(CHALLENGE A): In the Nutch and Gora Eclipse setup guide, why should someone who already has the Nutch branch or Gora trunk checked out run "svn up"?

(DOCUMENT EXTRACT):
--*--

If you have Nutch branch or Gora trunk already checked-out, please run
$ svn up

in order to have its most up-to-date version. Multiple fixes show up in this document through diff outputs. In order to apply the fix, place the diff content into the root directory and run the patch command

$ patch -p0 < myDiff


Setup the projects in Eclipse


     The idea is to be able to improve Nutch and Gora code comfortably, with the help of the Eclipse IDE. You want to add in the Java Build Path the source - and why not the test - directories of the modules you are interested in working on. Then manage the dependencies with Ivy or Maven plugins to resolve the external libraries. Then update the code. Optionally run a few JUnit tests. Then run the ant task that builds the project. Then submit a patch. This is the easiest and the fastest way, especially as regards productivity.


Install plugins

Install the Subclipse, IvyDE and m2e plugins if you don't have them yet.
Help > Install New Software ...

Add the following urls:








Check out SVN directories

Check-out Nutch branch and Gora trunk versions using the SVN wizard, with the following urls

File > New > Project ...












Note that you can just create a Java project and check out Nutch source with svn command, if you don't like SVN Eclipse plugin:

$ cd ~/java/workspace/NutchGora
$ svn co http://svn.apache.org/repos/asf/nutch/branches/nutchgora branch

Build the projects

Window > Show View > Ant
Drag and drop the build.xml files in the Ant Eclipse tab.
Just double click on the Gora and Nutch items in the Ant view. That will run the default task. For Gora, it will publish the modules to the Ivy local repository. For Nutch, it will build a "release" in runtime/local directory





Nutch


Within the Nutch project, we want to manage the dependencies with the Ivy plugin, not the Maven one.

--*--

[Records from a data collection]
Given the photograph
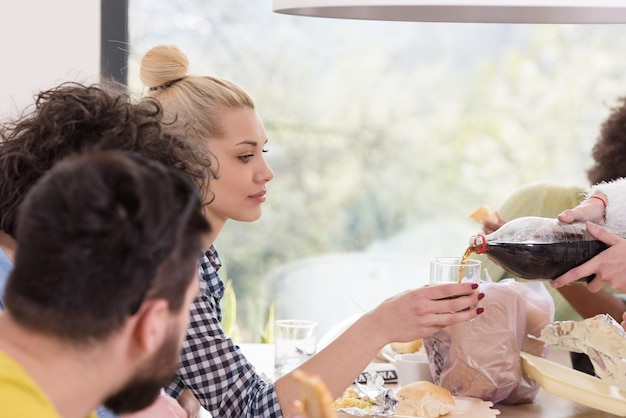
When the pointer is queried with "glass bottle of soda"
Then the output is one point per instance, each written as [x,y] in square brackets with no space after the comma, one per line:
[538,248]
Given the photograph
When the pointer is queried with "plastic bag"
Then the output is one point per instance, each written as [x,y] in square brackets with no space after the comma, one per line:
[480,358]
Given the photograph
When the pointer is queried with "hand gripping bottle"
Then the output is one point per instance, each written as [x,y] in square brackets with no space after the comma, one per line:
[538,248]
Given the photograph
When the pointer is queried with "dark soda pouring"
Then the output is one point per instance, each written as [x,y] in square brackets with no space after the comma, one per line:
[542,261]
[538,248]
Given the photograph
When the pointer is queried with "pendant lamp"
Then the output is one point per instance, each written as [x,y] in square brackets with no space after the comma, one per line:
[466,11]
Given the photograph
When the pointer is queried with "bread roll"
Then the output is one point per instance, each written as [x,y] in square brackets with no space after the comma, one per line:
[316,401]
[424,399]
[483,214]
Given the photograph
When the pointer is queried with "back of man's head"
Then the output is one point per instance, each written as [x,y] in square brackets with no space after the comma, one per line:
[72,118]
[99,234]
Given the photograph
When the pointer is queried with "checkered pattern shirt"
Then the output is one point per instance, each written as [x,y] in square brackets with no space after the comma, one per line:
[212,366]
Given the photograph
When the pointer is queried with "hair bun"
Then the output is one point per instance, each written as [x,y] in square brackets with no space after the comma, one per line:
[162,65]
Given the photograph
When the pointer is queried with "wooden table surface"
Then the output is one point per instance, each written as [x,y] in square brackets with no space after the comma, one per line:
[546,405]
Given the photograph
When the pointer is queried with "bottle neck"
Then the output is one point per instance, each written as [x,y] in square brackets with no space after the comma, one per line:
[479,244]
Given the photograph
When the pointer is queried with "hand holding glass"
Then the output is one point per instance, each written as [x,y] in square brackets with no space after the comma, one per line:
[445,270]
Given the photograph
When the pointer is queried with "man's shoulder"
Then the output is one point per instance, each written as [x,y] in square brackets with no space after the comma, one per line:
[20,397]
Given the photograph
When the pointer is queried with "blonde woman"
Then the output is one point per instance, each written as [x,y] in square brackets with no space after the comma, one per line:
[218,118]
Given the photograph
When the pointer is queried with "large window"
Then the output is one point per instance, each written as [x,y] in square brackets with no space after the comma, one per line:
[384,136]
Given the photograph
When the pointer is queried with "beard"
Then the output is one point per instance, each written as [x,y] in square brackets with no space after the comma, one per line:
[145,386]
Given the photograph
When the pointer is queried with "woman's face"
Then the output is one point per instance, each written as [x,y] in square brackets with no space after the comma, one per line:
[241,167]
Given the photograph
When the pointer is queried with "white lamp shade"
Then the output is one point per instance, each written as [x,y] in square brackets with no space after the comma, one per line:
[483,11]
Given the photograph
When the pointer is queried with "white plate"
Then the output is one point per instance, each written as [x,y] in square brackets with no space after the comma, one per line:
[463,408]
[574,385]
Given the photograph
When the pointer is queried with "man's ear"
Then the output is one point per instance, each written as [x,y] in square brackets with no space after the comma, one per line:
[152,325]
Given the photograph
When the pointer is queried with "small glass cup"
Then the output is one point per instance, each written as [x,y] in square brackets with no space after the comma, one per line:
[445,270]
[452,270]
[412,367]
[295,342]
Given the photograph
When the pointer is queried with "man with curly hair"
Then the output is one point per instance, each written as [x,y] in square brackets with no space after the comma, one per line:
[73,118]
[97,303]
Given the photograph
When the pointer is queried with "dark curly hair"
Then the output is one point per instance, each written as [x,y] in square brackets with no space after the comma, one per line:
[100,233]
[609,152]
[72,118]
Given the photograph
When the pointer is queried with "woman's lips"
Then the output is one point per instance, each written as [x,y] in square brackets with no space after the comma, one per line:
[259,197]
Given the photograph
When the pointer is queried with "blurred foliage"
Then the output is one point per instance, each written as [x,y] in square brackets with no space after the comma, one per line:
[229,310]
[380,127]
[267,336]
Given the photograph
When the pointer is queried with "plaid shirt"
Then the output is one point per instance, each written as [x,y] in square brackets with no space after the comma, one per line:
[212,366]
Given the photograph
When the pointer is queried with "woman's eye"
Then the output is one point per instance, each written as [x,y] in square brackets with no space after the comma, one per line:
[245,158]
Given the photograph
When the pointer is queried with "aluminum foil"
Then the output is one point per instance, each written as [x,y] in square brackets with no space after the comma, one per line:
[385,403]
[600,337]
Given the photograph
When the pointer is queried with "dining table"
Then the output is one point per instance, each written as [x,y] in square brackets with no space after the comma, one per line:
[546,405]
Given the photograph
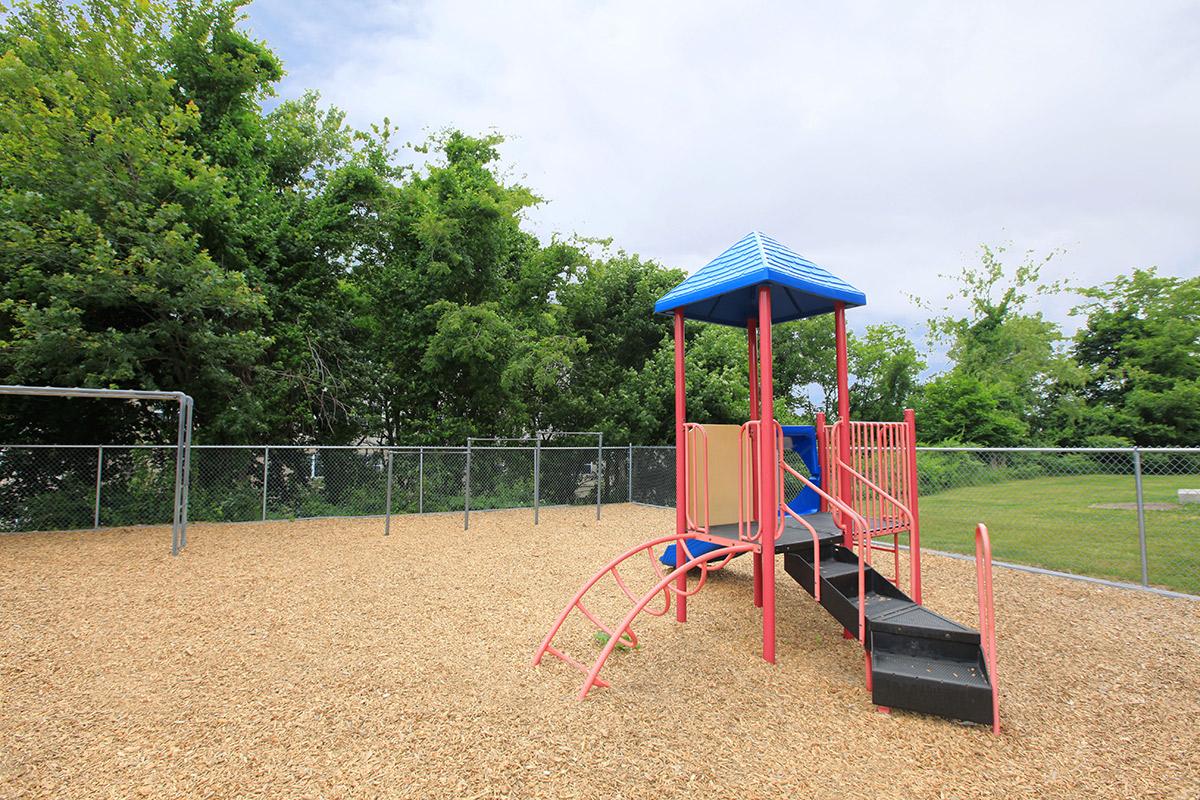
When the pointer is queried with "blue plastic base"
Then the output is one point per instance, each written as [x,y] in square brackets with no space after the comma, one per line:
[695,546]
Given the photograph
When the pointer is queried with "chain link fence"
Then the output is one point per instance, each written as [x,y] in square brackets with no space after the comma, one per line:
[1110,513]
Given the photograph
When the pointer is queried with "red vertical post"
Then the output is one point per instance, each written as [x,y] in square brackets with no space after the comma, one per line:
[681,469]
[768,470]
[844,455]
[753,353]
[910,421]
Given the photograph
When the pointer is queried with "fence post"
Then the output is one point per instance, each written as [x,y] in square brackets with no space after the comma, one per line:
[629,470]
[267,462]
[1141,516]
[537,477]
[100,474]
[599,471]
[387,513]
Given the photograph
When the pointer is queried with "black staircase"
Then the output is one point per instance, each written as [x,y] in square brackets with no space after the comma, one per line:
[919,660]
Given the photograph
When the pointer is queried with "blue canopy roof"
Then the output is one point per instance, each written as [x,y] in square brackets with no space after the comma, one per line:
[725,289]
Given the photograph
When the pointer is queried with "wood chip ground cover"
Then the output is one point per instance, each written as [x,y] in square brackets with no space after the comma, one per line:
[322,660]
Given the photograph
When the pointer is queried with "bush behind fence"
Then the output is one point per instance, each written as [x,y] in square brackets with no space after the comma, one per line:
[1110,513]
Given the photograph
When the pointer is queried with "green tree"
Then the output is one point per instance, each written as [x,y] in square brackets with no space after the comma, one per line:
[1140,348]
[1007,358]
[103,205]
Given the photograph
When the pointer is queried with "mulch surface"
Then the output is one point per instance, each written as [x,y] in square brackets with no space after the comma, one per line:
[322,660]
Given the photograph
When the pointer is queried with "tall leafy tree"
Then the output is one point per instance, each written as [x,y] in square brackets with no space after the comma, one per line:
[105,202]
[1009,361]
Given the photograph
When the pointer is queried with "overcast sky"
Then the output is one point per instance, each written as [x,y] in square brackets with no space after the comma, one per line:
[882,140]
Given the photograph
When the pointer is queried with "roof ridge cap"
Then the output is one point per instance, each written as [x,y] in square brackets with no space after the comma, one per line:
[762,251]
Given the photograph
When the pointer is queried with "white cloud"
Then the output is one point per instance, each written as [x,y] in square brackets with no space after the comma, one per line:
[882,140]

--*--

(CHALLENGE B): List every line of the records that contains the string "shirt". Treat uppercase and lowercase as different.

(CORRECT OUTPUT A): Running "svn up" brings the existing checkout to its most up-to-date version.

(CORRECT OUTPUT B):
When the pointer is queried with "checkered pattern shirt"
When the pointer is queried with "plaid shirt"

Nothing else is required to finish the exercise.